[Given data]

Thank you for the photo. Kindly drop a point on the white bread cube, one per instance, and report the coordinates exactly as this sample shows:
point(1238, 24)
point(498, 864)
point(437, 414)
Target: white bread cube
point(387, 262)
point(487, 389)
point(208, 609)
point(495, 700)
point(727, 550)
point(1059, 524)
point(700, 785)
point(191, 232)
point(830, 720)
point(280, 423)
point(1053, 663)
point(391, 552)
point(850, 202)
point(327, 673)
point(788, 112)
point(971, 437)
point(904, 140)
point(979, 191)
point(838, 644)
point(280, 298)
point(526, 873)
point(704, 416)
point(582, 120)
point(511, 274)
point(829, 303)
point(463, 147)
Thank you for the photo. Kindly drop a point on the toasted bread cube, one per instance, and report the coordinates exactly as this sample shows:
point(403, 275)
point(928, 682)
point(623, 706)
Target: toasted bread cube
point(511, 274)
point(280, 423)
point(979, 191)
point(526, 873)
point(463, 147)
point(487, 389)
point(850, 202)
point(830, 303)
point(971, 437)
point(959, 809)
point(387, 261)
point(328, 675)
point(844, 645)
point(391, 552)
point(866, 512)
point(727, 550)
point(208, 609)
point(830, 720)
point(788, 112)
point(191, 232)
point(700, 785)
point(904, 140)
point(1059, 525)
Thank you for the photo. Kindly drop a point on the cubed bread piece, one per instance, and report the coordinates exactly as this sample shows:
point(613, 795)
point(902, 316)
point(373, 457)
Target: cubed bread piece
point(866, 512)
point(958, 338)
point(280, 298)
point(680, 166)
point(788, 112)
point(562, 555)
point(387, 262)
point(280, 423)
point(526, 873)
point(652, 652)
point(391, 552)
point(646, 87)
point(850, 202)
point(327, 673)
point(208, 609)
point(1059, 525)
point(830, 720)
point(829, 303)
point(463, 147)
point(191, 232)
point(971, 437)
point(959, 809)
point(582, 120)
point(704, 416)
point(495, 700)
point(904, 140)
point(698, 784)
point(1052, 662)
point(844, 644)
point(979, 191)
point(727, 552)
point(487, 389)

[Problem to work on] Set down the material above again, word for word.

[Exercise response]
Thank you for the photo. Kindly drop a point on the white bread cube, one per instance, and report the coordinates exactly as this sample shows:
point(1238, 24)
point(498, 864)
point(437, 414)
Target: white bread cube
point(387, 262)
point(487, 389)
point(208, 609)
point(495, 700)
point(727, 550)
point(1059, 524)
point(700, 785)
point(191, 232)
point(830, 720)
point(280, 423)
point(1053, 663)
point(391, 552)
point(850, 202)
point(327, 673)
point(788, 112)
point(971, 437)
point(904, 140)
point(979, 191)
point(838, 644)
point(280, 298)
point(526, 873)
point(704, 416)
point(582, 120)
point(511, 274)
point(829, 303)
point(463, 147)
Thank you for the photo. Kindly drop a point on the toasted bread cube, one per instance, and report the coordinates exactly as this sample shows:
point(403, 275)
point(928, 682)
point(623, 706)
Target: toasted bread cube
point(511, 274)
point(280, 423)
point(979, 191)
point(526, 873)
point(463, 147)
point(487, 389)
point(850, 202)
point(830, 303)
point(971, 437)
point(959, 809)
point(387, 261)
point(328, 675)
point(844, 645)
point(391, 552)
point(866, 512)
point(727, 550)
point(208, 609)
point(830, 720)
point(788, 112)
point(191, 232)
point(700, 785)
point(904, 140)
point(1059, 525)
Thank you for the photo. Kindly drop a point on the cubed bread piece, one per instance, and report the coordinates exactly as this sample shows:
point(613, 795)
point(902, 316)
point(373, 457)
Target: cubed bread piece
point(866, 512)
point(958, 338)
point(280, 298)
point(680, 166)
point(788, 112)
point(562, 555)
point(387, 262)
point(280, 423)
point(526, 873)
point(652, 652)
point(391, 552)
point(646, 87)
point(850, 202)
point(327, 673)
point(208, 609)
point(1059, 525)
point(830, 720)
point(829, 303)
point(463, 147)
point(191, 232)
point(971, 437)
point(959, 809)
point(582, 120)
point(704, 416)
point(495, 700)
point(904, 140)
point(698, 784)
point(1052, 662)
point(844, 644)
point(979, 191)
point(727, 552)
point(487, 389)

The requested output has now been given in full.